## What the task asks
Write out every one of the rows below as a JSON list of strings, with one string per line and any blank lines omitted.

## Record extracts
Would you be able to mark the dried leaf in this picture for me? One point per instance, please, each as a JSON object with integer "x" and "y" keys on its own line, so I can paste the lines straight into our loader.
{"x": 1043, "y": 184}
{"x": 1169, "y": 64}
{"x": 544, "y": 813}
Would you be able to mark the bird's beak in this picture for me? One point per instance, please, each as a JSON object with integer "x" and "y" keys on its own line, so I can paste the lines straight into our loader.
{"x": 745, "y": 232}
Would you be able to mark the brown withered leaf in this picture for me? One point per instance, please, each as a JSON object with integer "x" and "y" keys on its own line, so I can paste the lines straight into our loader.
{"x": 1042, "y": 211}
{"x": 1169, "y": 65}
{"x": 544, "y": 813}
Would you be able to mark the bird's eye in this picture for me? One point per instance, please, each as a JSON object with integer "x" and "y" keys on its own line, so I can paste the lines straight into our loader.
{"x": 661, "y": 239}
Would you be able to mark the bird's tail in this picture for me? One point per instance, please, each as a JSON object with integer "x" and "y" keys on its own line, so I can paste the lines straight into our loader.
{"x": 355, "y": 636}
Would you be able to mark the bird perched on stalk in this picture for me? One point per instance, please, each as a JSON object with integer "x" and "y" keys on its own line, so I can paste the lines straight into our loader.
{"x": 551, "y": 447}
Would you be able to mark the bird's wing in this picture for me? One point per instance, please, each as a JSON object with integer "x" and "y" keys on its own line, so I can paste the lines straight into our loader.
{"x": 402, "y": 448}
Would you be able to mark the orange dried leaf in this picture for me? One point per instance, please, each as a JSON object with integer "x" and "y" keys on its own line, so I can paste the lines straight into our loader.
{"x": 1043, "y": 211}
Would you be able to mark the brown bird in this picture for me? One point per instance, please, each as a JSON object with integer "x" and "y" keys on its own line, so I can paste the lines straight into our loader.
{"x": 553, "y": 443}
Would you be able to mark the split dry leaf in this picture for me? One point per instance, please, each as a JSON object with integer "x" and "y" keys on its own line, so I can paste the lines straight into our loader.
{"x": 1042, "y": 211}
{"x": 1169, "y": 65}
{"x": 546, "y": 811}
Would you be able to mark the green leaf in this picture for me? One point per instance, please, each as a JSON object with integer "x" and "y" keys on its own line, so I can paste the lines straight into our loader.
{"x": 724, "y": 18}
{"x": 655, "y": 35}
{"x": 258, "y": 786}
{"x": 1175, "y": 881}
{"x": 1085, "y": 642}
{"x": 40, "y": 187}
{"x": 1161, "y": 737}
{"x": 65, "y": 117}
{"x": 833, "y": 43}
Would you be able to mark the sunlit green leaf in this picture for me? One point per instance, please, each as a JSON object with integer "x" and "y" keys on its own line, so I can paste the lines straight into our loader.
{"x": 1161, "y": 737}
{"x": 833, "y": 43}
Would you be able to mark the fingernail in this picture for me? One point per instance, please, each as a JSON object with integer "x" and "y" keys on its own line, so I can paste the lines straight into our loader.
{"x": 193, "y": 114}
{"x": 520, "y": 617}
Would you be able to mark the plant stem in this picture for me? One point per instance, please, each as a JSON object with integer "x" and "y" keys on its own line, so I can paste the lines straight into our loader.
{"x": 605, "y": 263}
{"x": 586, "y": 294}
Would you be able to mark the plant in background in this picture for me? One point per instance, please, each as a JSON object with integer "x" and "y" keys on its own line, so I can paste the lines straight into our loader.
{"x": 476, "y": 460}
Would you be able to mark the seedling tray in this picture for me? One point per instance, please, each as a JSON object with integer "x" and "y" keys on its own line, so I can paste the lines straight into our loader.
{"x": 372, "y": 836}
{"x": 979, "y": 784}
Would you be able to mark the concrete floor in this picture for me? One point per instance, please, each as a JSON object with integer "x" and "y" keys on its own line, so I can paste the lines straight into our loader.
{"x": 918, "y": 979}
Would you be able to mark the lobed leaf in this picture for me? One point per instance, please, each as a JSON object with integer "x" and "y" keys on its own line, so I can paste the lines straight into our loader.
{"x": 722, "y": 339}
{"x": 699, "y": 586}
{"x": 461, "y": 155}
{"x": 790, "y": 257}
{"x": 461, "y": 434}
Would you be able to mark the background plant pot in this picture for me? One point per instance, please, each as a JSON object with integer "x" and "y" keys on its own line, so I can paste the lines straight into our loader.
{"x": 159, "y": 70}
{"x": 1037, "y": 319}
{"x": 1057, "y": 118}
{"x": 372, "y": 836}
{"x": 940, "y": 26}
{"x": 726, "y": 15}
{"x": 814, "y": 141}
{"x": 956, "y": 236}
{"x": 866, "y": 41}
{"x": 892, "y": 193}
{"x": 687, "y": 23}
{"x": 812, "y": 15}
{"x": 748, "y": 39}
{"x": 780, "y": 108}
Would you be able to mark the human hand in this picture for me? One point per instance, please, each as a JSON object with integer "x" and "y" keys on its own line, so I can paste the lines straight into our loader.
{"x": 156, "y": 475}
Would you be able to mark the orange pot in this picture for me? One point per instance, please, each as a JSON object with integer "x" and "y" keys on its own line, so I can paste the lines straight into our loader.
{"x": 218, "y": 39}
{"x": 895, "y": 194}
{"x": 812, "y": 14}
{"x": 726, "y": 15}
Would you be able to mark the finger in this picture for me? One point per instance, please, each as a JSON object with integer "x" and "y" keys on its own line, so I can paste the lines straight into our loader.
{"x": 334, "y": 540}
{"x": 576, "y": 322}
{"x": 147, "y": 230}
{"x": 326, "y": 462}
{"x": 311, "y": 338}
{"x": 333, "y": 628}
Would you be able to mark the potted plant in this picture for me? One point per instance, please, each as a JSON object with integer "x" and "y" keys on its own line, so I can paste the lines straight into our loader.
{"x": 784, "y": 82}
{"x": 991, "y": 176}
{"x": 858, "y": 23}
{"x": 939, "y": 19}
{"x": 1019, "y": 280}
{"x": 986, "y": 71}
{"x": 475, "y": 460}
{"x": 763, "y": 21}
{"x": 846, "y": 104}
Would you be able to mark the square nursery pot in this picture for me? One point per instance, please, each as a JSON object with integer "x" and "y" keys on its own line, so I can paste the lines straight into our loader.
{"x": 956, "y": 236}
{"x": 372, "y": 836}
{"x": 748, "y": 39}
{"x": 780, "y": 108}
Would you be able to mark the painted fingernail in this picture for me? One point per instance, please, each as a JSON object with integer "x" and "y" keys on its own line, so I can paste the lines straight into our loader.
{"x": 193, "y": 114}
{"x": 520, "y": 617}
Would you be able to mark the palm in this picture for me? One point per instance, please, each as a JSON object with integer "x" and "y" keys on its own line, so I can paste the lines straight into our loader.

## Solution
[
  "Would you be able to mark the dried leaf in this picture for me? One point per instance, please, each as a JSON object with integer \"x\" and \"y\" keys on its own line, so I can paste the lines straight into our loader.",
  "{\"x\": 1043, \"y\": 184}",
  "{\"x\": 1169, \"y\": 64}",
  "{\"x\": 544, \"y\": 813}",
  "Would you be able to mark the bird's beak in this picture for me? One point per instance, please, each as a JSON object with integer \"x\" and \"y\" keys on its own line, so I can paste the lines straight into our loader.",
  "{\"x\": 745, \"y\": 232}",
  "Would you be able to mark the brown withered leaf in this picture for me? One point per instance, please, each as a JSON object with integer \"x\" and \"y\" keys on its own line, so I can paste the lines straight into our loader.",
  "{\"x\": 1042, \"y\": 211}",
  "{\"x\": 1169, \"y\": 65}",
  "{\"x\": 544, \"y\": 813}",
  "Would you be able to mark the bird's eye in this picture for me? One point per instance, please, each as a JSON object with integer \"x\" and \"y\" keys on its own line, so I can paste the lines straight into our loader.",
  "{\"x\": 661, \"y\": 239}",
  "Would you be able to mark the bird's tail in this picture for me? One point per instance, please, each as a JSON object with integer \"x\" and \"y\" keys on its own line, so I can paste the lines straight into our loader.",
  "{\"x\": 355, \"y\": 636}",
  "Would you be able to mark the bird perched on stalk in this picture for me? One point per instance, please, each as a JSON object with integer \"x\" and \"y\" keys on its own line, so I can paste the lines straight into our loader.",
  "{\"x\": 551, \"y\": 447}",
  "Would you be able to mark the bird's wing in this picture for me? One point per instance, please, each as a JSON object with integer \"x\" and \"y\" keys on its own line, so I can paste the lines straight into our loader.",
  "{\"x\": 402, \"y\": 448}",
  "Would you be able to mark the orange dried leaf in this picture for me? One point per instance, please, each as a JSON object with integer \"x\" and \"y\" keys on its own line, so I can paste the lines straight into our loader.",
  "{\"x\": 1043, \"y\": 211}",
  "Would you be able to mark the brown bird in this picture for me? One point per instance, please, each as a JSON object with integer \"x\" and \"y\" keys on its own line, so I can paste the lines straight into our loader.",
  "{\"x\": 553, \"y\": 443}",
  "Would you be able to mark the split dry leaf in this picture for me? One point per instance, please, each as a JSON object with integer \"x\" and \"y\" keys on its own line, so I can paste the lines straight into our loader.",
  "{\"x\": 1042, \"y\": 211}",
  "{\"x\": 1169, \"y\": 65}",
  "{\"x\": 546, \"y\": 811}",
  "Would you be able to mark the green leaf in this picture for me? One point per instance, please, each as a JSON object with integer \"x\" and \"y\" keys on its own line, so I can paste the lines straight into our loader.",
  "{\"x\": 724, \"y\": 18}",
  "{\"x\": 655, \"y\": 35}",
  "{\"x\": 258, \"y\": 786}",
  "{\"x\": 1175, \"y\": 881}",
  "{\"x\": 1085, \"y\": 642}",
  "{\"x\": 40, \"y\": 187}",
  "{\"x\": 1161, \"y\": 737}",
  "{\"x\": 65, \"y\": 117}",
  "{\"x\": 833, \"y\": 43}",
  "Would you be able to mark the sunlit green leaf in this picture for me? One point per instance, please, each as a JSON object with integer \"x\" and \"y\" keys on its own line, so I can paste the lines straight into our loader.",
  "{\"x\": 1161, \"y\": 737}",
  "{\"x\": 833, \"y\": 43}",
  "Would you be able to mark the fingernail in this picture for me? One point per instance, please, each as a JSON object with integer \"x\" and \"y\" keys on its own line, so I can paste the lines straight into our loader.",
  "{\"x\": 193, \"y\": 114}",
  "{\"x\": 520, \"y\": 617}",
  "Would you be able to mark the plant stem in this picture for me? One point per instance, please, each as a JSON object with integer \"x\" and \"y\" keys on its own line, so I can paste the lines straight into our loader.",
  "{\"x\": 605, \"y\": 263}",
  "{\"x\": 586, \"y\": 294}",
  "Would you be able to mark the plant in background in this picture for me? One point per instance, please, each as a JSON object with integer \"x\" and \"y\" keys on its own line, so I can paste the lines straight into our loader.",
  "{\"x\": 476, \"y\": 460}",
  "Would you be able to mark the seedling tray in this picture for me? One point per instance, please, each as a JSON object with integer \"x\" and \"y\" keys on its own line, so I can paste the lines straight into our loader.",
  "{\"x\": 372, \"y\": 836}",
  "{\"x\": 979, \"y\": 784}",
  "Would you be able to mark the concrete floor in this picture for me? One point per instance, please, each as a JSON object with integer \"x\" and \"y\" keys on its own line, so I can paste the lines straight into our loader.",
  "{\"x\": 918, \"y\": 979}",
  "Would you be able to mark the lobed leaf in this picture for me? One point per instance, please, each as a JSON object with integer \"x\" and \"y\" keys on its own line, so I can paste the lines straight into our loader.",
  "{\"x\": 722, \"y\": 339}",
  "{\"x\": 699, \"y\": 586}",
  "{\"x\": 461, \"y\": 155}",
  "{\"x\": 790, \"y\": 257}",
  "{\"x\": 461, \"y\": 434}",
  "Would you be able to mark the background plant pot in this picture for me? One point per instance, please, each as a JSON object with integer \"x\" and \"y\" keys on its own line, so I can paste the lines straight into our loader.",
  "{\"x\": 159, \"y\": 70}",
  "{\"x\": 1037, \"y\": 319}",
  "{\"x\": 1057, \"y\": 118}",
  "{\"x\": 372, \"y\": 836}",
  "{\"x\": 940, \"y\": 26}",
  "{\"x\": 726, \"y\": 15}",
  "{\"x\": 814, \"y\": 141}",
  "{\"x\": 956, \"y\": 236}",
  "{\"x\": 866, \"y\": 41}",
  "{\"x\": 892, \"y\": 193}",
  "{\"x\": 687, \"y\": 23}",
  "{\"x\": 812, \"y\": 15}",
  "{\"x\": 748, \"y\": 39}",
  "{\"x\": 780, \"y\": 108}",
  "Would you be able to mark the human hand in this picture for me? One point per instance, please, each as a JSON object with integer \"x\" and \"y\" keys on its own line, so I can paste the lines straight into our loader.",
  "{\"x\": 156, \"y\": 475}",
  "Would you be able to mark the orange pot in this picture for me? One point per instance, please, each as a JSON object with integer \"x\" and \"y\" keys on its own line, so I can paste the lines straight into our loader.",
  "{\"x\": 218, \"y\": 39}",
  "{\"x\": 895, \"y\": 194}",
  "{\"x\": 812, \"y\": 14}",
  "{\"x\": 726, \"y\": 15}",
  "Would you be able to mark the finger in this picture for me? One point per instance, please, each as a JSON object with integer \"x\" and \"y\" keys on its own line, so I can paste the lines straight into our loader.",
  "{\"x\": 334, \"y\": 540}",
  "{\"x\": 576, \"y\": 322}",
  "{\"x\": 147, \"y\": 230}",
  "{\"x\": 326, \"y\": 462}",
  "{\"x\": 311, \"y\": 338}",
  "{\"x\": 333, \"y\": 628}",
  "Would you be able to mark the potted plant in this picture for me? One point per instance, please, each as a JSON object with integer \"x\" and \"y\" keys on its own line, so I can paste the lines straight into our loader.",
  "{\"x\": 784, \"y\": 82}",
  "{\"x\": 991, \"y\": 176}",
  "{\"x\": 858, \"y\": 23}",
  "{\"x\": 939, \"y\": 19}",
  "{\"x\": 1019, \"y\": 280}",
  "{\"x\": 986, \"y\": 71}",
  "{\"x\": 475, \"y\": 460}",
  "{\"x\": 763, \"y\": 21}",
  "{\"x\": 846, \"y\": 104}",
  "Would you be able to mark the square nursery pot in this picture for me? One point per instance, please, each as a JSON object with integer \"x\" and \"y\" keys on its own line, so I can paste the lines straight into our loader.",
  "{\"x\": 956, \"y\": 236}",
  "{\"x\": 372, \"y\": 836}",
  "{\"x\": 748, \"y\": 39}",
  "{\"x\": 780, \"y\": 108}",
  "Would you be able to mark the painted fingernail in this picture for me? One point per instance, please, each as a JSON object with integer \"x\" and \"y\" keys on its own line, so I can paste the lines straight into our loader.",
  "{\"x\": 193, \"y\": 114}",
  "{\"x\": 520, \"y\": 617}",
  "Would you be able to mark the palm in this picture for me? One point per instance, please, each as a JSON object with integer \"x\" and \"y\" keys on its own line, so I can paste the lines straight into our loader."
]